Entries from a dataset
────────────────────
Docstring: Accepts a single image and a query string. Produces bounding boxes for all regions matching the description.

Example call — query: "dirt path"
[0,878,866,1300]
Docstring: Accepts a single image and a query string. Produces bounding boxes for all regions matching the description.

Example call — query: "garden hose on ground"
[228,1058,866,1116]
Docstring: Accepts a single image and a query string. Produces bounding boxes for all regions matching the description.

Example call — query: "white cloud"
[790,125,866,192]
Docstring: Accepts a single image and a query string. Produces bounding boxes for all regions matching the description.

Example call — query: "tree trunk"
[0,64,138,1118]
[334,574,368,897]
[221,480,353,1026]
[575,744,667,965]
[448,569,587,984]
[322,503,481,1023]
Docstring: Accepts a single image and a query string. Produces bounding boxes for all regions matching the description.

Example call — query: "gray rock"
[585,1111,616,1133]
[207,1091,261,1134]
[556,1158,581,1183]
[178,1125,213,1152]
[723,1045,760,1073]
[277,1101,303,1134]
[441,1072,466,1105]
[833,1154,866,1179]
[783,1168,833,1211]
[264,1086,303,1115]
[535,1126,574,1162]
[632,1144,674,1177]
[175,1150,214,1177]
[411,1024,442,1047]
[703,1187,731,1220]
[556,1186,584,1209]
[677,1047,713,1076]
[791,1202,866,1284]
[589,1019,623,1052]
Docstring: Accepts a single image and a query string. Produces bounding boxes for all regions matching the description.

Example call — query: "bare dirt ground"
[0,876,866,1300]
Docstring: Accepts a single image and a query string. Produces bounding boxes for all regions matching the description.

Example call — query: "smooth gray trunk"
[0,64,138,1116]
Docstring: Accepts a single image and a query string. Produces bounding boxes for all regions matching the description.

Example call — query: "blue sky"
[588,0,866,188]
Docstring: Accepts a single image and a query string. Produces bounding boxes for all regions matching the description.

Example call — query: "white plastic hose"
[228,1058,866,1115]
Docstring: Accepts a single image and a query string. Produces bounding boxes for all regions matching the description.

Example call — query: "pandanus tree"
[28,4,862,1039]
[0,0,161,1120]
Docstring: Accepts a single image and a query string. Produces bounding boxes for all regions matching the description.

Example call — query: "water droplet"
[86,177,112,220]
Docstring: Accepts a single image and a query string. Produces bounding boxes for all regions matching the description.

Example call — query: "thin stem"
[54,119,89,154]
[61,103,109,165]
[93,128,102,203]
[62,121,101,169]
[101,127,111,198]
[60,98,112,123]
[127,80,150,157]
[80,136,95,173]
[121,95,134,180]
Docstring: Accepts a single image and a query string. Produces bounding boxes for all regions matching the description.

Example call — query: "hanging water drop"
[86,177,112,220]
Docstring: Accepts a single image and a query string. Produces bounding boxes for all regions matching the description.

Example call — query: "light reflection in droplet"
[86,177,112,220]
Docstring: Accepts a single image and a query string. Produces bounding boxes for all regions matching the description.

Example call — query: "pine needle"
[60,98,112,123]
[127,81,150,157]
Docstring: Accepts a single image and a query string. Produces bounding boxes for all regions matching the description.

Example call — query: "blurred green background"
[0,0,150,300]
────────────────────
Copy the rows above word for word, from the start of the rows up to and including the line that contains "[322,503,481,1023]".

Docstring: Accepts a single image and a query string. Produces bounding boxes for all regions matching the description.

Example call — query: "dirt path"
[0,878,866,1300]
Docstring: Accepts a single image and a query string. Produces bounding boxes for all regions matching the description.

Example call — query: "garden hose on ground"
[228,1058,866,1116]
Docstring: Accepts a single image and a query string. Produces bounding boxes for all regions matching the description.

Example call — query: "white cloud"
[790,125,866,192]
Docstring: Accepts a single image and a query string. Produces bounding boxes for all regions matching the description.

Example call — query: "tree trunk"
[0,64,138,1118]
[334,574,368,897]
[221,480,353,1026]
[575,744,667,965]
[448,569,587,984]
[322,503,481,1023]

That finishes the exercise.